[Records from a collection]
********************
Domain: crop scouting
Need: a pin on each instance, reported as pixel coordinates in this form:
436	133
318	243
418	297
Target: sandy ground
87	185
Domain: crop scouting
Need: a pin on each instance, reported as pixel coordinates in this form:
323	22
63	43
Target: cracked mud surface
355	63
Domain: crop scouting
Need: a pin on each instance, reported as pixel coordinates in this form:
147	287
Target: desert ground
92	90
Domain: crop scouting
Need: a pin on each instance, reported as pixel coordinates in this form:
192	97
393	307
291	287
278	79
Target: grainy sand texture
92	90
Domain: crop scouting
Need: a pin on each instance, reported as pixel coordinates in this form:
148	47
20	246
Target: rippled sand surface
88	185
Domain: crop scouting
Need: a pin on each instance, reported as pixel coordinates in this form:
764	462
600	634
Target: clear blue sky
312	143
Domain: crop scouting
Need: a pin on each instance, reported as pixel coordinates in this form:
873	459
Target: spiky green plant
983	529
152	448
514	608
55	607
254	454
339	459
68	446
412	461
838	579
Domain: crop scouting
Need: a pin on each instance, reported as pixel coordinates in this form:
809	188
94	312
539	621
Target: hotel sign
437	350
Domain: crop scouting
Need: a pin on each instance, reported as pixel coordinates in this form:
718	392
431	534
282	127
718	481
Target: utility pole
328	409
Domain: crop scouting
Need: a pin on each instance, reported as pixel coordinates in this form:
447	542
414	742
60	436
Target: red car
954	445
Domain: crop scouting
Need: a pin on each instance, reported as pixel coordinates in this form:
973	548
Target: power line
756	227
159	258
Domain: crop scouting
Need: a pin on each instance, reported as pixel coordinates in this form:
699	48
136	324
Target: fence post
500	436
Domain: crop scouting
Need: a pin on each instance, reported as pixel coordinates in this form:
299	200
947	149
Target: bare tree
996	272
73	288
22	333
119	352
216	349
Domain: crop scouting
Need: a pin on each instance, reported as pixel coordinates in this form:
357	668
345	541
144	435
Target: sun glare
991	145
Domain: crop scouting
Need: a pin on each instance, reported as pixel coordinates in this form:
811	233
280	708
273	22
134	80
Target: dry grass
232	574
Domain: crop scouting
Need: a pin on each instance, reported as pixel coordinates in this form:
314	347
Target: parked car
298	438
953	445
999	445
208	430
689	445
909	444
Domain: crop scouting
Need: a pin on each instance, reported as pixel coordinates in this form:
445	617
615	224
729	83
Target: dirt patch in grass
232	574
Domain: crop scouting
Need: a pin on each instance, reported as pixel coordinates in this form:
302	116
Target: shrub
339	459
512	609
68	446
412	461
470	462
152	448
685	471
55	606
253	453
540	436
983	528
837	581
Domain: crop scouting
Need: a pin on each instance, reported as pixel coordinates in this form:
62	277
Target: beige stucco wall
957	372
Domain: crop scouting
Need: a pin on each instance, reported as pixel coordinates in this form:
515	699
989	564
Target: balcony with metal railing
********************
**Activity:**
Extract, exactly, the lines above that begin at the line containing "Target: shrub" and end at the final line of the records; add no other text.

**Final answer:**
Target: shrub
339	459
512	609
68	446
412	461
470	462
152	448
685	471
55	606
253	453
540	436
983	528
837	581
Domain: crop scouting
Need: a pin on each instance, reported as pixel coordinates in this form:
62	277
Target: beige stucco wall
957	372
Domain: crop scouting
Need: a pin on each instance, reported as pixel coordinates in this form:
515	699
989	564
Target: balcony with metal railing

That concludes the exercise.